■ Problem set
**1)** Reproduce word for word the portion of the text on feeding babies that runs from "Ten years later" to "allergy will occur.".
**2)** Translate into Spanish this sentence from the text on feeding babies: "Babies are ready for solid foods between 4 and 6 months of age."

(Beginning of Text for analysis)

I’m a food explorer and taste adventurer. I like to try new things and even though I don’t always like the taste of what I put in my mouth, I enjoy the experience of finding out how yummy something is, or isn’t. Sometimes the journey is better than the destination.
I eat all sorts of foods and I have been discovering new flavours and textures from a very young age. Mommy doesn’t have many restrictions when it comes to my menu. As long as it can be chopped small enough to not be a choking hazard, I’m allowed to have it. I even have peanut butter, fish, and eggs all of which I have tasted by the time I was 8 months old.
Many parents will tell you that you can’t introduce your baby to eggs, peanuts, and fish until well after their first birthday. Some people may even include milk, wheat, and soy on this list. They will tell you that feeding your baby these things too early will cause allergies. These people have good intentions and they were probably given this advice by their doctor when they were feeding babies of their own.
Around 20 years ago healthcare professionals were told that delaying the introduction of common allergy causing foods will decrease the risk of an allergic reaction. This was based on a theory and there was never any evidence that it worked. Nevertheless, doctors passed this advice on to their patients. We now know that this advice was wrong.
Ten years later food allergies in children were at an all time high. A study done in 2008 has revealed that children who were not introduced to peanuts in infancy are ten times more likely to be allergic to them. Similar studies on other high risk foods came to the same conclusion. Withholding these foods makes it much more likely that an allergy will occur.
Babies are ready for solid foods between 4 and 6 months of age. At my 4 month checkup with my pediatrician we were told that I was ready. I felt ready. I was very interested in what mommy was eating. I was sitting up with only a bit of assistance and I could hold up my own head quite well. I was ready.

(End of Text for analysis)
(Beginning of Listed entries)

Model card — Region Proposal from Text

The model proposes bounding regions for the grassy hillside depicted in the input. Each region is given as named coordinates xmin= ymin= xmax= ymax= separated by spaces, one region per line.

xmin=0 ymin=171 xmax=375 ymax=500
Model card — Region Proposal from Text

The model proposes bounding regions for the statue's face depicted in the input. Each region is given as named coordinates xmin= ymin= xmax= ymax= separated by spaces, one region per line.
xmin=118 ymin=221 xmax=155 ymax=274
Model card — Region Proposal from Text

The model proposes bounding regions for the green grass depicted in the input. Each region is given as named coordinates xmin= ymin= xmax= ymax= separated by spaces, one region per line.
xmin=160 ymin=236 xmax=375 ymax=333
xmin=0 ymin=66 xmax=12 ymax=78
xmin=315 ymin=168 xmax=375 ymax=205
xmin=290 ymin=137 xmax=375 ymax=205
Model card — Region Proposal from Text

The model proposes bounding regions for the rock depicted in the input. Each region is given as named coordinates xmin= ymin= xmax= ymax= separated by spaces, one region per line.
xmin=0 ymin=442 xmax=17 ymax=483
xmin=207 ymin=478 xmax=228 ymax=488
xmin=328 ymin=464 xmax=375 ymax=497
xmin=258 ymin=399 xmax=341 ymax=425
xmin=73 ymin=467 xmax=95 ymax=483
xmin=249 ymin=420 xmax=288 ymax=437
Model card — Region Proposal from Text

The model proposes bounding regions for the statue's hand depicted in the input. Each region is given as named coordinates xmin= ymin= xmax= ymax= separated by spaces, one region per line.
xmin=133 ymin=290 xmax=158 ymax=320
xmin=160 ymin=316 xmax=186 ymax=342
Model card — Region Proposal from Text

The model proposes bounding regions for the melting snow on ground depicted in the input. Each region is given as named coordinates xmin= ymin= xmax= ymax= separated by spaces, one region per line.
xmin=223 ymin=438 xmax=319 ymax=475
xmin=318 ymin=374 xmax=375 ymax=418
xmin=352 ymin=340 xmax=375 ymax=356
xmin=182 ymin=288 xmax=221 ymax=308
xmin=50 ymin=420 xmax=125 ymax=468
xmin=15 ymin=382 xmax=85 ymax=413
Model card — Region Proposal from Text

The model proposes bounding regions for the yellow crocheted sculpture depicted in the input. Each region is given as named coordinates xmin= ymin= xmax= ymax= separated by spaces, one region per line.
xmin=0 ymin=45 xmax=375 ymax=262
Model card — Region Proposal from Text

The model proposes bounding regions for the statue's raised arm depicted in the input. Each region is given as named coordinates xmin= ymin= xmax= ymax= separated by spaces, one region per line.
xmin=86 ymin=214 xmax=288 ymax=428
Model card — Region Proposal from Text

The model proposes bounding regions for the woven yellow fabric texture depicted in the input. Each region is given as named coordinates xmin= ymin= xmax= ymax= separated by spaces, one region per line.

(End of Listed entries)

■ Solution set
**1)**
Ten years later food allergies in children were at an all time high. A study done in 2008 has revealed that children who were not introduced to peanuts in infancy are ten times more likely to be allergic to them. Similar studies on other high risk foods came to the same conclusion. Withholding these foods makes it much more likely that an allergy will occur.

**2)** Los bebés están listos para los alimentos sólidos entre los 4 y los 6 meses de edad.